Segment Start: Source material
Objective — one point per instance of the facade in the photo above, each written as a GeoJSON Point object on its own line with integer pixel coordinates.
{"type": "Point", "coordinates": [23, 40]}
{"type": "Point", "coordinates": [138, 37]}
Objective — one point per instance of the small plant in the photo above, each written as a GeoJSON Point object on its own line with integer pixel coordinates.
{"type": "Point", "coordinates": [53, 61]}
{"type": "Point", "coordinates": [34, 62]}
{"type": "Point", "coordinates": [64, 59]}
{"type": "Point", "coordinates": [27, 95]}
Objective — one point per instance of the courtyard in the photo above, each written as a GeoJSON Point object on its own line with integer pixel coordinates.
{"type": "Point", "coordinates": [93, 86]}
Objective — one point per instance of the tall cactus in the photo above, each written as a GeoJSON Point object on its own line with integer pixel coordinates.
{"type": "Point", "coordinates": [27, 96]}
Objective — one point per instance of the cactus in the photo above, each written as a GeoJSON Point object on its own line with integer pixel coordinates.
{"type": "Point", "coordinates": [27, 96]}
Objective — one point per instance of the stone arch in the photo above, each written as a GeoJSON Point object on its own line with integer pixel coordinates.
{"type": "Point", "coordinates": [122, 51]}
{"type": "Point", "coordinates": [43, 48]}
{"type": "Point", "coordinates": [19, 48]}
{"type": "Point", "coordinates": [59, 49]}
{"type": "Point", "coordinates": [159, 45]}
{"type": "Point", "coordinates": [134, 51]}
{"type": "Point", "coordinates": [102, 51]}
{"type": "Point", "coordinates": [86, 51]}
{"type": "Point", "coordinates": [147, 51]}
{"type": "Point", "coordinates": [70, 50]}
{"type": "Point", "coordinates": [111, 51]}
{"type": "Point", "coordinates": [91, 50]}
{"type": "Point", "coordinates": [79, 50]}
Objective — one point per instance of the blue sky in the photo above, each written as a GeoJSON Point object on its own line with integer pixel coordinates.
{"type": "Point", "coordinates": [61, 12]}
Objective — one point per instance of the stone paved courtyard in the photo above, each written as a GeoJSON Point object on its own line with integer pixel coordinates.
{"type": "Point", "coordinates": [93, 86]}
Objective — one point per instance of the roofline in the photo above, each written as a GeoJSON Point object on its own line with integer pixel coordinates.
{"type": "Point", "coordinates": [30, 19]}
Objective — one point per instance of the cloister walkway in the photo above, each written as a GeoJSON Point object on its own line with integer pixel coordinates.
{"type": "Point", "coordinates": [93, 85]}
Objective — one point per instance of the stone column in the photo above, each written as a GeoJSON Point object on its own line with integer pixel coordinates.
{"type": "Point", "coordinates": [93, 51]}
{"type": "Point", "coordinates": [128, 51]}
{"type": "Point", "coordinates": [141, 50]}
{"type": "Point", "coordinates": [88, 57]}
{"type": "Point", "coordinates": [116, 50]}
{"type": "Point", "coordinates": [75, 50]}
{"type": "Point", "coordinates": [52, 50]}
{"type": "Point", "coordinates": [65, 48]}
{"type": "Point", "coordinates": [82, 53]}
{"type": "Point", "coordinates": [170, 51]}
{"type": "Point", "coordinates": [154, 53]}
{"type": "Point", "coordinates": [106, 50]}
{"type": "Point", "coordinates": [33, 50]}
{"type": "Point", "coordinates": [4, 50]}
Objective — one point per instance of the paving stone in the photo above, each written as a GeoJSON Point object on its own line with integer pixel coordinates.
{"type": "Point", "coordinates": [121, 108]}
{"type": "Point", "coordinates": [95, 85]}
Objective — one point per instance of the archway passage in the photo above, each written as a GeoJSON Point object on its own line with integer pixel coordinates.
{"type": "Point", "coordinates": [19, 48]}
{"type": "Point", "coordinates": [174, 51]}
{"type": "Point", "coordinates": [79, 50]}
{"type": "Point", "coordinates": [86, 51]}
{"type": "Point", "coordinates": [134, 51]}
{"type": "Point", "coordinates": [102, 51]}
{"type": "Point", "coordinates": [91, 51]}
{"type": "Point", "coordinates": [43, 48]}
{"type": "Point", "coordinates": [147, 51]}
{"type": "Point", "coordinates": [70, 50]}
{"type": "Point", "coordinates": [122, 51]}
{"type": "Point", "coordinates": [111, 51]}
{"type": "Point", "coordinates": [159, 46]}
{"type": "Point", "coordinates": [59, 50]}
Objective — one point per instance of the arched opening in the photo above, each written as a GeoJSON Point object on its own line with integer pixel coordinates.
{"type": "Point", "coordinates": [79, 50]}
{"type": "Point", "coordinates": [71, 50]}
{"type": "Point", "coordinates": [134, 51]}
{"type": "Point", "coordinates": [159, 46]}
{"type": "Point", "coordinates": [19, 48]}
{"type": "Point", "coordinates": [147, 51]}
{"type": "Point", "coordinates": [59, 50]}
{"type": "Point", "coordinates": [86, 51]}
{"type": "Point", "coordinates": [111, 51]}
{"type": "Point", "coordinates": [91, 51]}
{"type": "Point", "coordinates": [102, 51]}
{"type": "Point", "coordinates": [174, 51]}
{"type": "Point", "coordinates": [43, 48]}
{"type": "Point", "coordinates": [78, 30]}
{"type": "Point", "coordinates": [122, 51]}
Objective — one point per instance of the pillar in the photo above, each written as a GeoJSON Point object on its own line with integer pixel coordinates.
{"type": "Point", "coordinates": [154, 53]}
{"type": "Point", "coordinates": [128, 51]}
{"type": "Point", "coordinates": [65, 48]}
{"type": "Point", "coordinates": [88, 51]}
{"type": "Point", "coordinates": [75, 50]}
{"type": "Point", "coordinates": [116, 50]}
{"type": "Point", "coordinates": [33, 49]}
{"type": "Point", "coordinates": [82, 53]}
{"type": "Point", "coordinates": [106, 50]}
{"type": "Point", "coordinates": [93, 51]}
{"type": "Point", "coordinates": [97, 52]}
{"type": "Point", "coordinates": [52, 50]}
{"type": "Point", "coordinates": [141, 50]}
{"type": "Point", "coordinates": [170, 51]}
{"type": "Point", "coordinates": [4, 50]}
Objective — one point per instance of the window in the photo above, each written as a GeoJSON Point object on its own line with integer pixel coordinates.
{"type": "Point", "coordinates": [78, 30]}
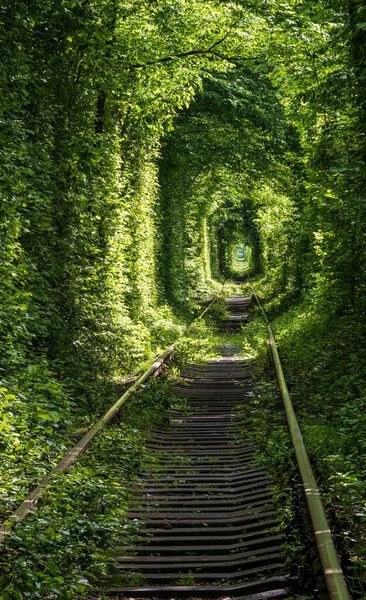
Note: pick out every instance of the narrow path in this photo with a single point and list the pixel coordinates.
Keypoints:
(210, 524)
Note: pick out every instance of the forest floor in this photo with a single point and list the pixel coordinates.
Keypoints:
(66, 546)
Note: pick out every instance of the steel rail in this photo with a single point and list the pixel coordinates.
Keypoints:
(333, 574)
(29, 503)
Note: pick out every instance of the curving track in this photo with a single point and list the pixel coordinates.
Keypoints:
(210, 524)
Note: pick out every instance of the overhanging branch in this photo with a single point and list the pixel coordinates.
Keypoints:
(197, 52)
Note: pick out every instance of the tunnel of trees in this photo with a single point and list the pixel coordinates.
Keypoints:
(142, 144)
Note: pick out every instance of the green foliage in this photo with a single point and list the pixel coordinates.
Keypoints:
(66, 545)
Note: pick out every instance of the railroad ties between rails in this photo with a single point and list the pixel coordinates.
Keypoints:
(209, 521)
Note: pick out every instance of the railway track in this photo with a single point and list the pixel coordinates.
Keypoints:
(209, 520)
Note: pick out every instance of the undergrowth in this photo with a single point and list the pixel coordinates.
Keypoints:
(324, 365)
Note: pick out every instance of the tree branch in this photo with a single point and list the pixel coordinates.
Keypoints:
(196, 52)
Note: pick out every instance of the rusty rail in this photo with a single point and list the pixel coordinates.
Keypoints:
(29, 503)
(336, 584)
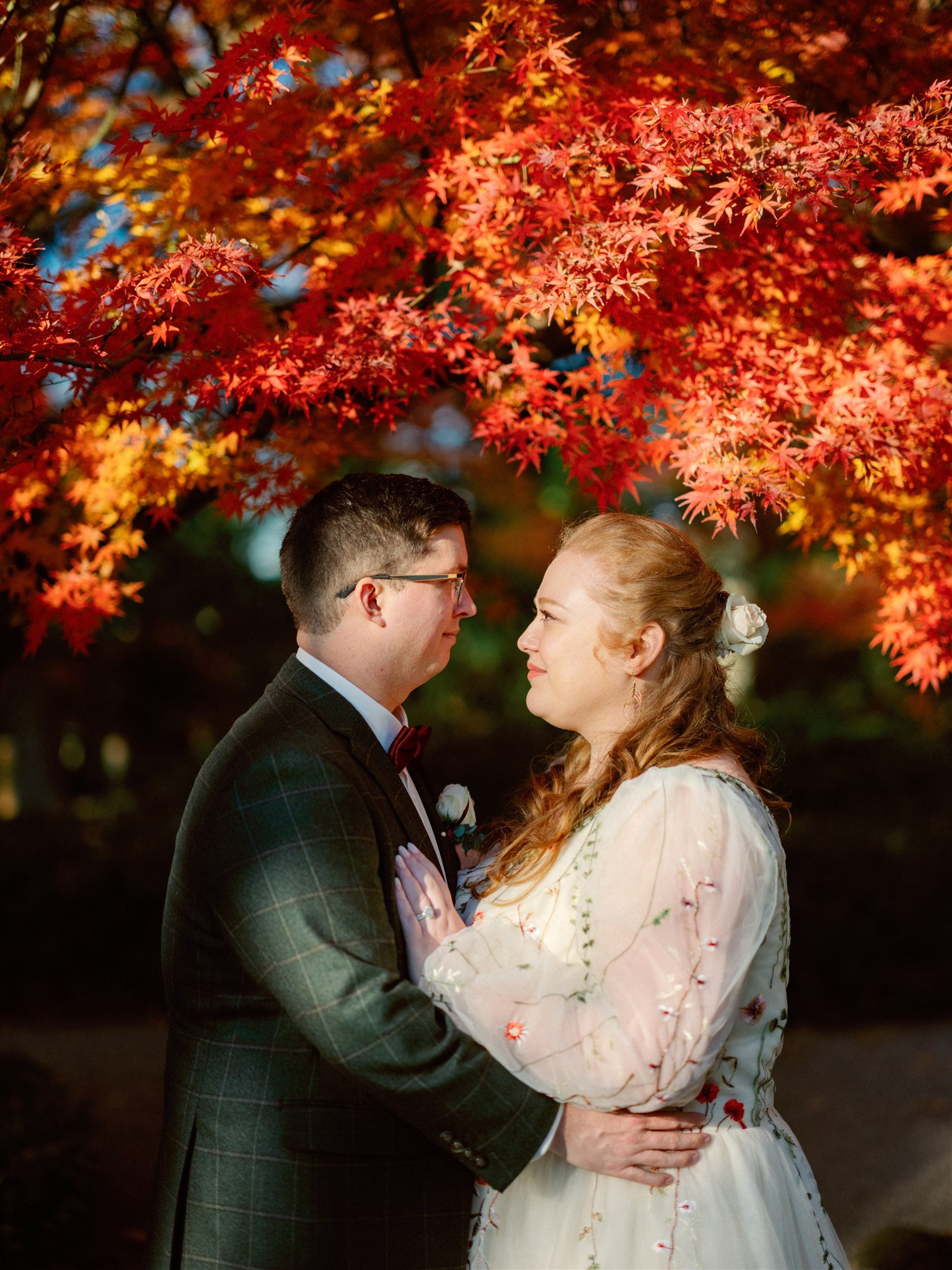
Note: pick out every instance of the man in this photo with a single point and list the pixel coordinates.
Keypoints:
(320, 1110)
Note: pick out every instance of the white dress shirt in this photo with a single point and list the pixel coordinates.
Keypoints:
(385, 727)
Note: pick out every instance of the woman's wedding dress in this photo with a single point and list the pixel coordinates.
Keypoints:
(648, 968)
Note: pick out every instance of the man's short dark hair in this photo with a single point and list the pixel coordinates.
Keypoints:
(363, 523)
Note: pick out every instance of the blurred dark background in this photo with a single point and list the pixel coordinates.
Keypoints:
(98, 756)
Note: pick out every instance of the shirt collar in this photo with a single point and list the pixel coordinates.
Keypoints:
(384, 724)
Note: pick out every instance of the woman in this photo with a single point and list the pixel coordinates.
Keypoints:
(628, 944)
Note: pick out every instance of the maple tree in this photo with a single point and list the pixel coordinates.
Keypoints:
(703, 238)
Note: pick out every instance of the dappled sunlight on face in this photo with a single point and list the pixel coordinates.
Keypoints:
(576, 681)
(423, 616)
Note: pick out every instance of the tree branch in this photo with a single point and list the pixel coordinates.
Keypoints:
(118, 95)
(45, 64)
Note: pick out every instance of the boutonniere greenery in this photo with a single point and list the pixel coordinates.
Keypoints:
(457, 810)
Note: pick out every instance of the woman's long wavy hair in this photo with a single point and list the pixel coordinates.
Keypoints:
(643, 572)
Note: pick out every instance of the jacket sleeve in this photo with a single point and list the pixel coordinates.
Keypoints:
(300, 897)
(673, 892)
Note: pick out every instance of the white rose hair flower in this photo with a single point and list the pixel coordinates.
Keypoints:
(456, 806)
(743, 626)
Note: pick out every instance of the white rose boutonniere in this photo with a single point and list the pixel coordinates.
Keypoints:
(456, 807)
(743, 628)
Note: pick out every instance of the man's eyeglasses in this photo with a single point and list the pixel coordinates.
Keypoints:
(459, 578)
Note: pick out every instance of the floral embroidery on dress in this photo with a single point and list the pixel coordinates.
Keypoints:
(735, 1110)
(753, 1010)
(622, 977)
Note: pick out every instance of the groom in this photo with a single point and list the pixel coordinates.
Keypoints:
(319, 1109)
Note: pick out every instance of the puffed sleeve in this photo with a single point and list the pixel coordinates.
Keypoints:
(673, 890)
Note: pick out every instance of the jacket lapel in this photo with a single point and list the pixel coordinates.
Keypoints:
(451, 861)
(340, 717)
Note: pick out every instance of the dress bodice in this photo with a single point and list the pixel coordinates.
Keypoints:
(651, 951)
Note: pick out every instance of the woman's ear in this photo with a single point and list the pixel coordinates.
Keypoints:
(648, 652)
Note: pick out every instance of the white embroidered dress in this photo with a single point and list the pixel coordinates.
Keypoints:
(646, 968)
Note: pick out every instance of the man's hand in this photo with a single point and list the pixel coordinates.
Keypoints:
(628, 1145)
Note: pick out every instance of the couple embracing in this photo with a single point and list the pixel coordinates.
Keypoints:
(570, 1066)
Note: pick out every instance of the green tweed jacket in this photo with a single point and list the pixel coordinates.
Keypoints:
(319, 1109)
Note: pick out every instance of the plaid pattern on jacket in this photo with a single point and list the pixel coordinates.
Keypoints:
(319, 1109)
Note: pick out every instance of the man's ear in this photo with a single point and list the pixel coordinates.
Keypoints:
(648, 651)
(369, 596)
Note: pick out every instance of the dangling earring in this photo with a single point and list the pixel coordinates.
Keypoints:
(632, 700)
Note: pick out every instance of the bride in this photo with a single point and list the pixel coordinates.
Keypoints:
(626, 946)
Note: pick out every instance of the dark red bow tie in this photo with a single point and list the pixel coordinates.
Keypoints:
(408, 746)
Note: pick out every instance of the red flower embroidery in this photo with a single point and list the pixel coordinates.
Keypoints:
(752, 1011)
(735, 1110)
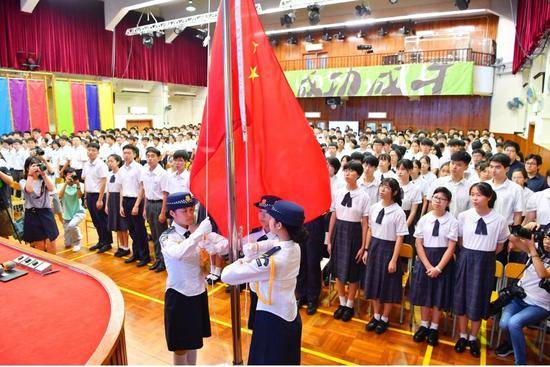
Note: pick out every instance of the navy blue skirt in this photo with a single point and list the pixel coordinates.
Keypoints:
(378, 283)
(432, 292)
(474, 281)
(186, 320)
(275, 341)
(346, 242)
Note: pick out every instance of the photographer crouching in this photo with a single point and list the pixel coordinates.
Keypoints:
(530, 301)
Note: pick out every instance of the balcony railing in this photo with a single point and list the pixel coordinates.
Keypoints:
(439, 56)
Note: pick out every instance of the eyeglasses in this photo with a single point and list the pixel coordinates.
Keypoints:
(438, 199)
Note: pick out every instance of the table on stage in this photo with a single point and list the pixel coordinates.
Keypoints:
(73, 316)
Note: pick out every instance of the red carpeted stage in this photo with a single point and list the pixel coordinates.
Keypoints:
(74, 316)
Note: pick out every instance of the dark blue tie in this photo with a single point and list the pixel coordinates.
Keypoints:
(347, 200)
(481, 227)
(380, 216)
(435, 231)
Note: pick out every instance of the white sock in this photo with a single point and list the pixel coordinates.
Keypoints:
(342, 300)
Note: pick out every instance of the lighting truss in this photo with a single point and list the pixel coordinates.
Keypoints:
(207, 18)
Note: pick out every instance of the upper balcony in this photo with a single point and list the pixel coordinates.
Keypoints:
(309, 62)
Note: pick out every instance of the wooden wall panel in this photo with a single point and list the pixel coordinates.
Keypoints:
(426, 113)
(484, 27)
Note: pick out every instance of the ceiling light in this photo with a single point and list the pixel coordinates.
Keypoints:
(313, 14)
(190, 7)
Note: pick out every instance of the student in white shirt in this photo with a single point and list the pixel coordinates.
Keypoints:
(383, 275)
(482, 232)
(347, 234)
(277, 332)
(432, 279)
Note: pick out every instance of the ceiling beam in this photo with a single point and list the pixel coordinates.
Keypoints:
(28, 6)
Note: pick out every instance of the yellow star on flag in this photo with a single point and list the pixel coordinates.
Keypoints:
(253, 74)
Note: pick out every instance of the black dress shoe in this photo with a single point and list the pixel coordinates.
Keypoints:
(96, 247)
(142, 262)
(312, 308)
(371, 325)
(433, 337)
(104, 248)
(420, 334)
(348, 314)
(460, 345)
(155, 265)
(474, 348)
(131, 259)
(339, 312)
(381, 327)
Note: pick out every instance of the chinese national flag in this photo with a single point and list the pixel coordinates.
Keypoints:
(284, 157)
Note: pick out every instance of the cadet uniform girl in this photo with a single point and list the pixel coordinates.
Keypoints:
(432, 283)
(383, 276)
(277, 329)
(347, 234)
(482, 232)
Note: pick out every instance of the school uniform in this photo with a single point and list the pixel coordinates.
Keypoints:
(475, 264)
(92, 173)
(277, 332)
(350, 207)
(434, 292)
(386, 223)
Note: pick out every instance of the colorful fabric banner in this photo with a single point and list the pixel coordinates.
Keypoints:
(106, 112)
(63, 107)
(428, 79)
(38, 107)
(78, 98)
(19, 104)
(6, 125)
(92, 105)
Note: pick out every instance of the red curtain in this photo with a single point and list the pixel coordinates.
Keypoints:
(533, 19)
(72, 39)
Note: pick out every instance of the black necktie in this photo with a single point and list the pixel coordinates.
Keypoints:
(380, 216)
(481, 227)
(435, 231)
(346, 201)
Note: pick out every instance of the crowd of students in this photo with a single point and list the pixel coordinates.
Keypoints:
(452, 196)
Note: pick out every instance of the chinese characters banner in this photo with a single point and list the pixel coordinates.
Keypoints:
(428, 79)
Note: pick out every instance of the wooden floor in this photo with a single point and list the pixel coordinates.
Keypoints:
(324, 340)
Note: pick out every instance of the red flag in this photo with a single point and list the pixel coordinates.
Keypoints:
(284, 157)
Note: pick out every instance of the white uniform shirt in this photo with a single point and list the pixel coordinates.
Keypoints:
(278, 272)
(411, 195)
(129, 178)
(92, 173)
(177, 182)
(153, 182)
(460, 200)
(359, 207)
(509, 199)
(393, 224)
(448, 230)
(497, 230)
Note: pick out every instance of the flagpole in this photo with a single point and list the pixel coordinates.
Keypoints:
(230, 171)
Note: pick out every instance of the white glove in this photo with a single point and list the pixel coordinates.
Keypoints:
(204, 228)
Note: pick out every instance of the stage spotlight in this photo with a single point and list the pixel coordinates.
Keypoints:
(313, 14)
(288, 19)
(148, 40)
(362, 10)
(462, 4)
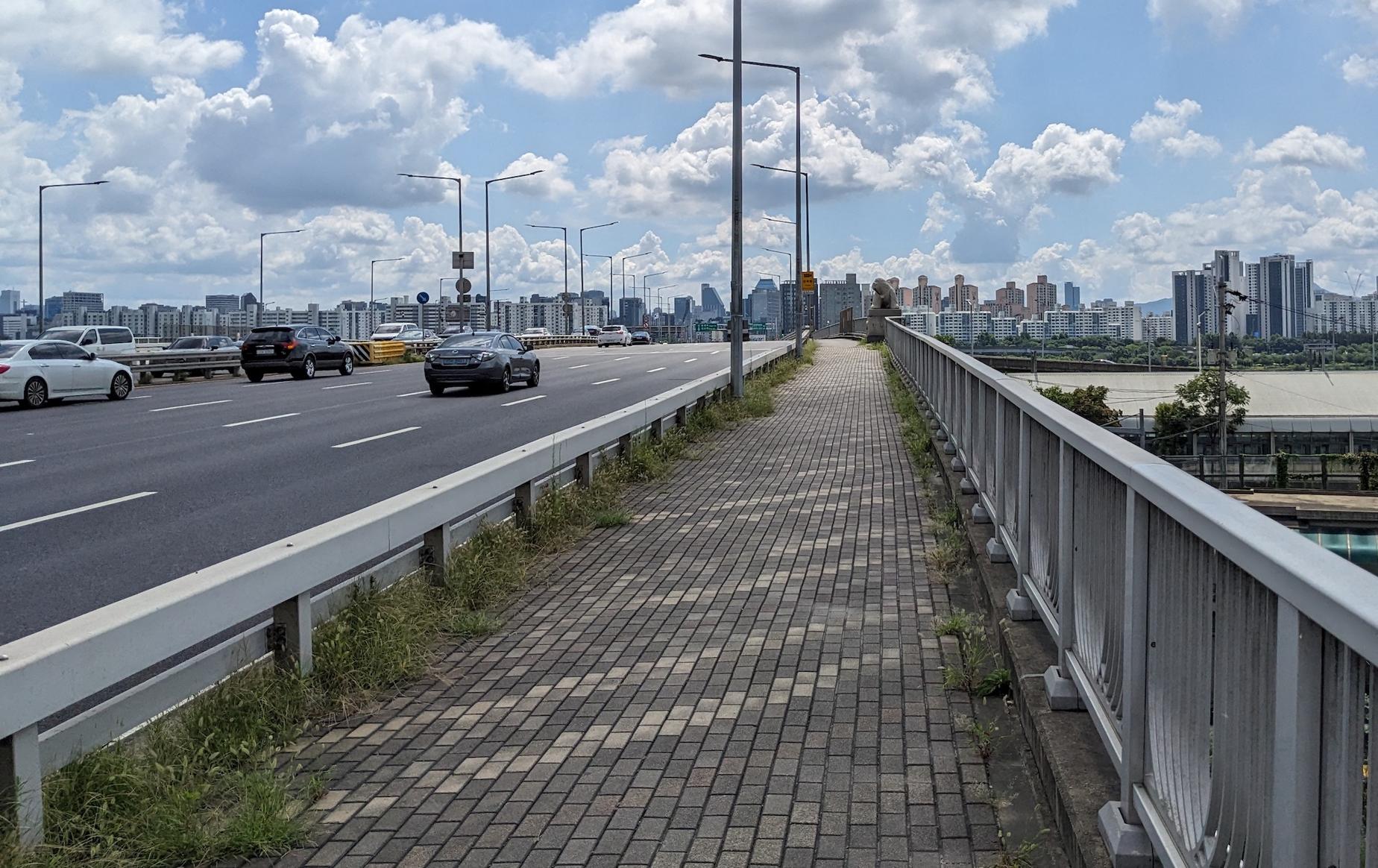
Segment End: Source material
* _Prompt_:
Find every line of the data that holds the string "embroidery", then say how many there are and nothing else.

* _Response to the exercise_:
2